start EXCERPTED PASSAGE

Want to know more about A Song for Issy Bradley? Have a listen to this interview.

Wednesday 25 June 2014

Newspaper reviews and other fun stuff

I was (metaphorically) biting my nails as I awaited press reviews of A Song for Issy Bradley. They have been trickling in and so far I've been very lucky - people have said some lovely things about the novel. 

Grace McCleen's Guardian review described it as ‘A skilful and empathetic dramatisation. The fact that it deals with such distressing subject matter without falling prey to sentimentality makes it all the more admirable.’

'Bray demonstrates the comforts of faith - the magic, hope and imagination - as well as its restrictions. This is an impressive debut from a compassionate, wise and original new voice,' wrote Suzi Feay in The Independent.

The Times reviewer, Carol Midgley said, 'I couldn't leave it alone. Bray writes with such clarity, intelligence and authenticity that it feels as if an old friend is telling you the story, that the characters are people you know.'

Christie Hickman in The Sunday Express said there was 'An astonishing lightness of touch and real humour woven into the sadness... A stunning, unmissable debut.’  

The Sunday Mirror described it as 'funny and vividly written,' while the Sun picked it as 'an early contender for book of the year.'

As if all that wasn't lovely enough, I've been out and about this week. First to Plackitt and Booth in Lytham where I did a reading and answered questions about the book. 


And then to Radio Lancashire, where I spoke to John Gilmore about writing.


Finally, this arrived. 


I'm not sure whether there's a wall in the house that's big enough or whether (if I find a wall) the children will ever speak to me again... but I'm planning to find out.

Saturday 21 June 2014

Book Launch

We had a lovely night at Broadhursts bookshop in Southport. Thank you so much to all my lovely friends and family who came to wish me well. Here's a few photos.









And here's a link to Robert Sheppard's account of the evening. 

Thursday 19 June 2014

The most fortunate creature

Remember that bit in Pride and Prejudice where Jane says, 'I am certainly the most fortunate creature that ever existed... How shall I bear such happiness' ? Well that was me today, wandering around London with the lovely Charlotte Bush, spotting tube posters of my novel and listening to my phone ping as wonderful book bloggers Tweeted about my novel. 

I'm afraid I lack Jane Bennet's goodness, so I'm pretty convinced I don't deserve this happiness, and, unlike Jane, I shan't be asking whether I can bear it, as I'm sure I can. 



Here I am in Fubar Radio on the Mark Dolan Show. Having watched some of Mark's comedy work, I was quite nervous about talking to him. Although A Song for Issy Bradley is (I hope) quite funny in places, I'm not very spontaneously funny (writing funny scenes can take me *days*). However, Mark was very charming (and extremely tall) and I had a great time. 



After lunch it was off to Front Row for an interview with Samira Ahmed. We talked about all sorts of things, including polygamy, Islam, women's roles in Mormonism and how to write prose that is both funny and sad. 


Here I am with Jo Good from BBC Radio London. This interview unexpectedly opened with an audio clip from HBO's Big Love. That was a surprise! We chatted about football, children and grief.

end EXCERPTED PASSAGE
start RECORDED DATA

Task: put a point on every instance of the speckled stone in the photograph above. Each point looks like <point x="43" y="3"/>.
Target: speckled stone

end RECORDED DATA

# WRITTEN REQUEST A
Name every newspaper the blog excerpt about A Song for Issy Bradley quotes on the novel.
# WRITTEN REQUEST B
Reproduce the part of the blog excerpt about A Song for Issy Bradley that opens with the words containing "And here's a" and closes with "about my novel.".
# WRITTEN REQUEST C
Resume the blog excerpt about A Song for Issy Bradley after its last sentence and keep writing.
The listing plays no part in this work.

# EXERCISE RESULT A
The Guardian, The Independent, The Times, The Sunday Express, The Sunday Mirror, the Sun

# EXERCISE RESULT B
And here's a link to Robert Sheppard's account of the evening. 

Thursday 19 June 2014

The most fortunate creature

Remember that bit in Pride and Prejudice where Jane says, 'I am certainly the most fortunate creature that ever existed... How shall I bear such happiness' ? Well that was me today, wandering around London with the lovely Charlotte Bush, spotting tube posters of my novel and listening to my phone ping as wonderful book bloggers Tweeted about my novel.

# EXERCISE RESULT C
Then it was back to Random House where there's a lovely display made of quotes about the novel and cut-out birds.

Today, I am certainly the most fortunate creature that ever existed. 

Wednesday 18 June 2014

Things I'm up to

Over the next couple of days I'll be really busy. This evening I'm going to London and while I'm there I'm hoping to see one of the Issy Bradley posters that are up at various underground stations. 

Here's a picture from a friend. How fantastic is that?!



Tomorrow I'll be on Fubar Radio from 11 o'clock with comedian Mark Dolan. Afterwards I'll be recording an interview with Front Row's Samira Ahmed and then I'll be on BBC London with Jo Good, just after 4 o'clock.

On Friday I'll be recording an interview with Cathy Macdonald of BBC Radio Scotland and an interview with Monocle FM. Then at 2:30 I'll be on LBC Radio with Julia Hartley-Brewer. 

Afterwards I'll be hurrying home to make cakes for my book launch which will be on Saturday from 5:30. 


I'm quite excited, but I'm also tremendously nervous. Off to pack my suitcase...

Sunday 15 June 2014

Heart in Boots


I discussed being nervous about press coverage in a recent post: 
I'm nervous about reviews and nervous about interviews on live radio, but most of all, I'm nervous about the features that various journalists are writing about me - features that will, inevitably, concentrate on my Mormon upbringing. As a writer I choose my words carefully. On the few occasions I have written about Mormonism I have edited and revised my words, attempting to take a nuanced position that is, at times, both critical and conciliatory. It is absolutely terrifying to know that, on this occasion, my words will be chopped up and reassembled by people who understand nothing of those nuances; that when I'm asked about the good and bad things about growing up Mormon, or parenting as a Mormon, or the role of Mormon women, the good things may be omitted from the final piece, and that a sub editor, not the journalist who interviewed me, will write the headline, making it as melodramatic as possible. Just rereading this paragraph makes me feel nauseous. 
My heart sank into my boots when I saw the headline of an interview in the Guardian yesterday. The interview itself took the form of a very long, informal chat with my lovely friend Sarah Franklin in which I talked about my expectations of motherhood and the numerous ways in which I failed to live up to them (including once baking a perfect Thomas the Tank cake for a party and then refusing to let any of the children eat it). 

If you ignore the headline - please ignore the headline - you'll see that I talk about my decision to prioritise motherhood over education, based on what I understood to be right as a teenager, 20 years ago. Did I get it wrong? Perhaps. I certainly don't think there's such a thing as Mormon Motherhood; I don't think that there's one, homogeneous, prescribed way for Mormon women to do things. Some texts may imply that there is, but there are always counter-examples

The very last thing I wanted was to enter the Mormon version of the Mommy Wars. And I certainly don't condone or agree with the really unpleasant, trollish comments that have appeared at the bottom of some reprints of the interview.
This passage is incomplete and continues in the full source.